> _Given task_: Add -80 to each x and y coordinate in the answers, leaving the sample coordinates in the requests unchanged, and write out the lines again with their requests. Start with the first line of the records and go on through the line with "x=62, y=407". Omit the pictures.

--- BEGIN Information supplied ---

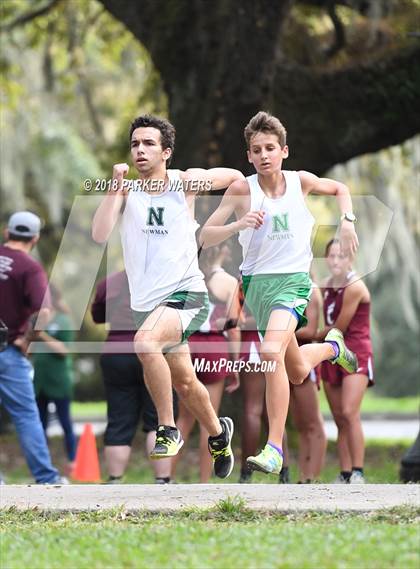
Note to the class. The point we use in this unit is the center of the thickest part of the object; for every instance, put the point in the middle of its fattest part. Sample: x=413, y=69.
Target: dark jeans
x=62, y=407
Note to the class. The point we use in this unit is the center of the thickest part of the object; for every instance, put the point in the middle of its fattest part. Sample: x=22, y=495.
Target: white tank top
x=283, y=243
x=159, y=246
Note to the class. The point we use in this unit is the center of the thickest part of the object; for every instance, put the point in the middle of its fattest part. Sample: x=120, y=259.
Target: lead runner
x=168, y=295
x=274, y=226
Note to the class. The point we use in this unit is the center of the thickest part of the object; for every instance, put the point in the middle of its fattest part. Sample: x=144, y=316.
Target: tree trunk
x=221, y=62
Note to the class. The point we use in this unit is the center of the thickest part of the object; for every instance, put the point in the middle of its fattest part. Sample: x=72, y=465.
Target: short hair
x=330, y=243
x=264, y=122
x=23, y=238
x=166, y=129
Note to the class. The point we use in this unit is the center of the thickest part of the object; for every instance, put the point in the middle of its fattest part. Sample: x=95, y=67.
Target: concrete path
x=161, y=498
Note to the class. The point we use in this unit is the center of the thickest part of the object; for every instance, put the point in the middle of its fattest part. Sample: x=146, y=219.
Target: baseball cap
x=24, y=223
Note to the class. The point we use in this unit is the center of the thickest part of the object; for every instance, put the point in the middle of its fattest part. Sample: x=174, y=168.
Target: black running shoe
x=168, y=442
x=221, y=450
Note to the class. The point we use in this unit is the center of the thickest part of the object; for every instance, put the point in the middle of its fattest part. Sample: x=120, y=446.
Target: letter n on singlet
x=281, y=222
x=155, y=216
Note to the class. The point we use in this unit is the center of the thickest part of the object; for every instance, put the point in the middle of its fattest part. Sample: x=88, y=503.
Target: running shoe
x=168, y=442
x=246, y=476
x=220, y=448
x=346, y=358
x=269, y=461
x=284, y=476
x=341, y=480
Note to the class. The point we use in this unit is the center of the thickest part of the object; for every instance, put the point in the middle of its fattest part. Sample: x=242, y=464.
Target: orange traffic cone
x=86, y=467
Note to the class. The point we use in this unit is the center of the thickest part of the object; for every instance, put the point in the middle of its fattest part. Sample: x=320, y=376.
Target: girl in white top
x=274, y=226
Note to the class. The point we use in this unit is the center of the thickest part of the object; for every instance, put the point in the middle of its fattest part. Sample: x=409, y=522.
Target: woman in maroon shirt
x=347, y=307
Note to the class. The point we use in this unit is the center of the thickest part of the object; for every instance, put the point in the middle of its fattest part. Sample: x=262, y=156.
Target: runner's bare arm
x=217, y=178
x=311, y=184
x=107, y=214
x=215, y=231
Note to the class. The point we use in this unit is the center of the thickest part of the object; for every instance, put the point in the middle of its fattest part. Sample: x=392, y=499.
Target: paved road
x=263, y=497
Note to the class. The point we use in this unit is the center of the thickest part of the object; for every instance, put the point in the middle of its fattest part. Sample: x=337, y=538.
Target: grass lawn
x=374, y=404
x=228, y=536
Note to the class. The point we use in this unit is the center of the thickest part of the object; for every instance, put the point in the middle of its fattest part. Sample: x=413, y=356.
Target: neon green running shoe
x=346, y=358
x=168, y=442
x=269, y=461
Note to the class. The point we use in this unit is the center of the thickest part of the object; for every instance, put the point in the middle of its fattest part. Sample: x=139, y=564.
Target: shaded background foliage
x=343, y=76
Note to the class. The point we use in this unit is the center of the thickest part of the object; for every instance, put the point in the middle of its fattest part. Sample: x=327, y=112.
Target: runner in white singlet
x=168, y=294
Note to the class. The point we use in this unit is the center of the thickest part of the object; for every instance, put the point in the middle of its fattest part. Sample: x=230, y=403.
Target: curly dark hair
x=166, y=129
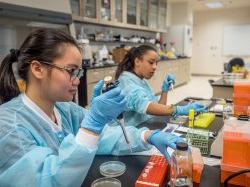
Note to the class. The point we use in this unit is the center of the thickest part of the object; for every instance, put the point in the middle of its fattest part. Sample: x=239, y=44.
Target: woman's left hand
x=169, y=79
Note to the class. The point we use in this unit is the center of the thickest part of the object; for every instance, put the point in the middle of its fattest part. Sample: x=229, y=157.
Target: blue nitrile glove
x=97, y=90
x=184, y=110
x=163, y=140
x=103, y=109
x=169, y=79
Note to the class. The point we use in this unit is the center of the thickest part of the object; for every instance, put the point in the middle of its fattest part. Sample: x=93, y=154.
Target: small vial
x=144, y=175
x=181, y=170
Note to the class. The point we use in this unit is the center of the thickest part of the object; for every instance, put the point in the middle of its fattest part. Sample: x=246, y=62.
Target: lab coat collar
x=134, y=76
x=38, y=111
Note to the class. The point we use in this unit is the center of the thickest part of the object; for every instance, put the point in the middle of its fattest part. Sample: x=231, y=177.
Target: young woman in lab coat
x=139, y=65
x=46, y=140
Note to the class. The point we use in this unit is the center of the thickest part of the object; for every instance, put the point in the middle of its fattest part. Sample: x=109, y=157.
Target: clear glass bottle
x=181, y=171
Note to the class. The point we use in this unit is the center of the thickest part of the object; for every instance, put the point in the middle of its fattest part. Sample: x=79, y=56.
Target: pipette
x=171, y=85
x=110, y=85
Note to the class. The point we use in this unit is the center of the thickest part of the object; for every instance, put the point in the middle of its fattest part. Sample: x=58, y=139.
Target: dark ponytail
x=128, y=61
x=41, y=45
x=8, y=84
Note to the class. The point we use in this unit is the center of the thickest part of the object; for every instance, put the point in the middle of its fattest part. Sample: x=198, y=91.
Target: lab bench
x=210, y=176
x=180, y=68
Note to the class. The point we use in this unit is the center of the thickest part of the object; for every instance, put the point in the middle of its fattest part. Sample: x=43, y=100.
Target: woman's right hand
x=104, y=108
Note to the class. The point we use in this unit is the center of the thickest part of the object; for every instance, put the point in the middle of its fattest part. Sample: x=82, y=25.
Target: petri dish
x=106, y=182
x=112, y=168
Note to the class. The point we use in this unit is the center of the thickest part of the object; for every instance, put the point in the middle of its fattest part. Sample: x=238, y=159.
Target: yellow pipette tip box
x=204, y=120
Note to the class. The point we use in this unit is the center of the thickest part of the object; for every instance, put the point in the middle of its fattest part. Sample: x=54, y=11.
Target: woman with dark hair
x=139, y=65
x=46, y=140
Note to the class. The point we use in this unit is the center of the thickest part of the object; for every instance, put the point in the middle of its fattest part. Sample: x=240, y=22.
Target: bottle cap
x=182, y=146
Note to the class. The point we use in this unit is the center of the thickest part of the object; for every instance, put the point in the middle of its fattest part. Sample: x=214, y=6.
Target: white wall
x=208, y=26
x=179, y=13
x=53, y=5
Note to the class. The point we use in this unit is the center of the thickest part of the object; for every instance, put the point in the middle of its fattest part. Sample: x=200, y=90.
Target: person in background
x=139, y=65
x=47, y=140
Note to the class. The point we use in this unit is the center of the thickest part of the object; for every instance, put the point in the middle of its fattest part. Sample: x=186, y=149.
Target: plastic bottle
x=181, y=171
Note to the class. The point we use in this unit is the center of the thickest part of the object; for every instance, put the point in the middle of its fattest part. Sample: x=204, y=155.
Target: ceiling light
x=214, y=5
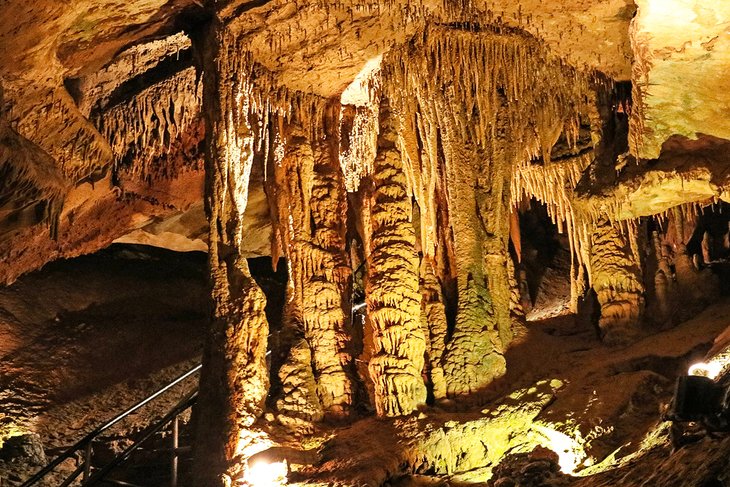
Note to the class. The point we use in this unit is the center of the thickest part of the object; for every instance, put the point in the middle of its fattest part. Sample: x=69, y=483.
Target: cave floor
x=82, y=339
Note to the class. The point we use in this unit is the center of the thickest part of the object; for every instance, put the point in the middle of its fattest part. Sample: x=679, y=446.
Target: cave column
x=327, y=304
x=311, y=202
x=617, y=282
x=474, y=356
x=392, y=287
x=234, y=380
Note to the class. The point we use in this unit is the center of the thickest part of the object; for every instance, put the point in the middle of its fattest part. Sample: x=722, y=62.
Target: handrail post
x=87, y=462
x=173, y=467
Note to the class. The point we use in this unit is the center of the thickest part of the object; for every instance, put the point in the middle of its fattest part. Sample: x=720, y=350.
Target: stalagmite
x=30, y=181
x=327, y=305
x=472, y=106
x=618, y=284
x=311, y=214
x=392, y=293
x=234, y=381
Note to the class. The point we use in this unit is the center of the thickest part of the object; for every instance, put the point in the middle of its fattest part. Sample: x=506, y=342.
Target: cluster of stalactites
x=148, y=125
x=50, y=118
x=464, y=75
x=552, y=184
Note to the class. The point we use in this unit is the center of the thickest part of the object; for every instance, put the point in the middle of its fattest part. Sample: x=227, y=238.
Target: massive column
x=234, y=381
x=392, y=291
x=311, y=203
x=474, y=357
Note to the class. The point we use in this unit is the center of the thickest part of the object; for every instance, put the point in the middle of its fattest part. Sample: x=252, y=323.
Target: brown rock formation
x=234, y=382
x=617, y=281
x=310, y=198
x=392, y=293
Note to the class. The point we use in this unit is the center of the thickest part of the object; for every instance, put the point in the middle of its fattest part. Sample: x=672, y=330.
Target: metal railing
x=84, y=468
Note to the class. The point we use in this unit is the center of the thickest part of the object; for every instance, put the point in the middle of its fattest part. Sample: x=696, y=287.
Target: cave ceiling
x=66, y=67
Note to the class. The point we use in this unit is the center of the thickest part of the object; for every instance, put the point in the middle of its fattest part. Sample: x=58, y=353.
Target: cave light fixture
x=267, y=474
x=571, y=454
x=710, y=369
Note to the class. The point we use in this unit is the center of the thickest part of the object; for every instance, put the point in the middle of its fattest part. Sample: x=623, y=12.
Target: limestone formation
x=408, y=136
x=234, y=381
x=392, y=292
x=617, y=281
x=309, y=195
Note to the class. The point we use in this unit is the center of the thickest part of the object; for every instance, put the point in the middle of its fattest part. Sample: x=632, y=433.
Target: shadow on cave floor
x=83, y=338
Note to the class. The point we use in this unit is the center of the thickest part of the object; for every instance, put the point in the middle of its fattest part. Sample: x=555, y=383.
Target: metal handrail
x=183, y=405
x=86, y=440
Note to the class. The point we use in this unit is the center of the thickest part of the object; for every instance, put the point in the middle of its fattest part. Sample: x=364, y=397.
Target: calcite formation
x=392, y=291
x=616, y=275
x=406, y=136
x=235, y=381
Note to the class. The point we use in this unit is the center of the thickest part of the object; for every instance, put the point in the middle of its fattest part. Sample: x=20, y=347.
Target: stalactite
x=552, y=184
x=150, y=123
x=472, y=105
x=234, y=381
x=392, y=292
x=54, y=123
x=618, y=285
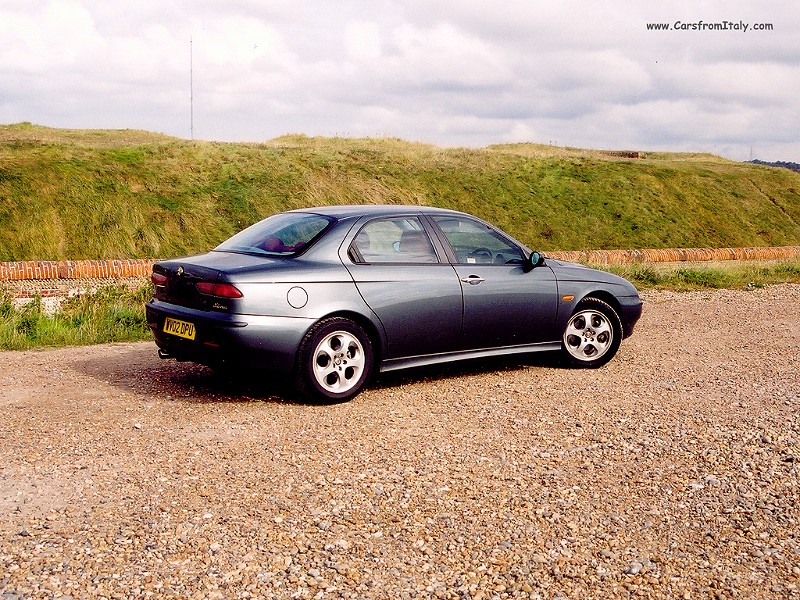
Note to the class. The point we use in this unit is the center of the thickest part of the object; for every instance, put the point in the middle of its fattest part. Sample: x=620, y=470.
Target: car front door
x=505, y=304
x=411, y=288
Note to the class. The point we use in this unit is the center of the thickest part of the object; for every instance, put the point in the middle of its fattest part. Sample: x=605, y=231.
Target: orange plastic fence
x=117, y=269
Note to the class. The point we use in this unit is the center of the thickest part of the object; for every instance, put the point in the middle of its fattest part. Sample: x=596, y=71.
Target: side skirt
x=395, y=364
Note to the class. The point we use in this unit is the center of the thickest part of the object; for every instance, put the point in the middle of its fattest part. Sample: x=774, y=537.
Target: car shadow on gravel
x=138, y=370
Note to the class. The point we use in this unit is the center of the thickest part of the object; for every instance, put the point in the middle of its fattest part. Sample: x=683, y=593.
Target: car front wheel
x=592, y=335
x=334, y=361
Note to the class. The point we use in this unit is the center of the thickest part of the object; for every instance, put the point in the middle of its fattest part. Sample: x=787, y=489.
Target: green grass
x=72, y=194
x=695, y=276
x=113, y=314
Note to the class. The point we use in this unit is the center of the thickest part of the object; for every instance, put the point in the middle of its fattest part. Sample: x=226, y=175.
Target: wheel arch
x=371, y=329
x=606, y=297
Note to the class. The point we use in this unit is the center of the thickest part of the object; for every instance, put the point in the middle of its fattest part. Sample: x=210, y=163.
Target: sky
x=454, y=73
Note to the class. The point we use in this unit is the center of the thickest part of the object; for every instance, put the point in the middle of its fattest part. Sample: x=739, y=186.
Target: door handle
x=473, y=279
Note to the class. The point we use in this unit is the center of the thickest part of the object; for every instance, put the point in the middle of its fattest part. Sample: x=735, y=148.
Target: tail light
x=221, y=290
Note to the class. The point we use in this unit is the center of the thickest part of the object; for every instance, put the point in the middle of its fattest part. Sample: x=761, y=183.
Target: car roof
x=371, y=210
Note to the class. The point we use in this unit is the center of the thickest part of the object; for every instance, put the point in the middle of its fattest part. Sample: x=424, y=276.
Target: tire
x=592, y=335
x=334, y=362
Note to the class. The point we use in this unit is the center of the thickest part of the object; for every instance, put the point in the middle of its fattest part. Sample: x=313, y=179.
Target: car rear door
x=505, y=304
x=408, y=283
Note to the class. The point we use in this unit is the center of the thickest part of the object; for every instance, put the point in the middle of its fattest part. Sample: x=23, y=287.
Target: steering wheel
x=481, y=254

--- END Information supplied ---

> _Complete response_:
Note to the class. The point we use in this unit is the center of the thickest part of the object; for every instance, put the point in the middle of its fattest part. Sample: x=413, y=69.
Target: dark jeans
x=-18, y=327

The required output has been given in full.